--- The input ---

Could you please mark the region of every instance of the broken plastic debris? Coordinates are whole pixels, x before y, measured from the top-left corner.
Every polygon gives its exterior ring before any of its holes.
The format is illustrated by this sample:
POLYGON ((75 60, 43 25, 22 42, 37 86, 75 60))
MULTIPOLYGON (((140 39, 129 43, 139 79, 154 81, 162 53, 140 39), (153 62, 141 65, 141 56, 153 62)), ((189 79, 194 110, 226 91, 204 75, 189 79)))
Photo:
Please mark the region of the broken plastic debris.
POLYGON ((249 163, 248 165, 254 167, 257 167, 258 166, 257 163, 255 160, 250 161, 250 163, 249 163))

---

## Set problem
Reproduce every line of the records above, requests included, adding 34 to each coordinate in the answer polygons and leaving the sample polygons unchanged.

## Result
Could you please mark the region of every instance of the broken plastic debris? Coordinates are whole pixels, x before y, measured from the top-left corner.
Every polygon gives its exterior ring before any of its holes.
The format is illustrated by this sample:
POLYGON ((75 60, 43 25, 22 42, 37 86, 75 60))
MULTIPOLYGON (((140 39, 129 43, 139 79, 154 81, 162 53, 140 39), (153 62, 141 65, 141 56, 153 62)), ((189 79, 194 110, 226 91, 204 75, 189 79)))
Photo:
Please mark the region of the broken plastic debris.
POLYGON ((283 197, 282 199, 288 201, 291 201, 292 200, 291 197, 289 194, 284 195, 284 197, 283 197))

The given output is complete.